**Provided passage**
My inclination, based on one of the examples in the book, is to multiply by $3+\sqrt{c+2}$, yielding:

$\frac{(3-\sqrt{c+2})\cdot(3+\sqrt{c+2})}{\sqrt{c-7}\cdot(3+\sqrt{c+2})}$ $=\frac{9-(c+2)}{3\sqrt{c-7}+\sqrt{c-7}\sqrt{c+2}}$

Substituting in $c=7+\epsilon$ leads to:

$=\frac{9-(9+\epsilon)}{3\sqrt{\epsilon}+\sqrt{\epsilon}\sqrt{9+\epsilon}}$

To get the answer in the back of the book, $-\frac{1}{6}$, I think one must somehow convert this into:

$=-\frac{\epsilon}{6\epsilon}$

I don't see a road from the simplification after the substitution to this, which makes me think I've made more fundamental errors. I specifically don't see a way to get from $\sqrt{\epsilon}\sqrt{9+\epsilon}$ to $3\sqrt{\epsilon}$, which seems necessary if I haven't made errors earlier.

Thanks for your help!

**Work to complete**
Transcribe the limit post above word for word, from "My inclination, based" up to and including "made errors earlier.".

**Source material**
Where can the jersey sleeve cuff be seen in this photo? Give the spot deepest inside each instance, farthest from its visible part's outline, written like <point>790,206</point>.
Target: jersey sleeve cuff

**Answer to this exercise**
My inclination, based on one of the examples in the book, is to multiply by $3+\sqrt{c+2}$, yielding:

$\frac{(3-\sqrt{c+2})\cdot(3+\sqrt{c+2})}{\sqrt{c-7}\cdot(3+\sqrt{c+2})}$ $=\frac{9-(c+2)}{3\sqrt{c-7}+\sqrt{c-7}\sqrt{c+2}}$

Substituting in $c=7+\epsilon$ leads to:

$=\frac{9-(9+\epsilon)}{3\sqrt{\epsilon}+\sqrt{\epsilon}\sqrt{9+\epsilon}}$

To get the answer in the back of the book, $-\frac{1}{6}$, I think one must somehow convert this into:

$=-\frac{\epsilon}{6\epsilon}$

I don't see a road from the simplification after the substitution to this, which makes me think I've made more fundamental errors. I specifically don't see a way to get from $\sqrt{\epsilon}\sqrt{9+\epsilon}$ to $3\sqrt{\epsilon}$, which seems necessary if I haven't made errors earlier.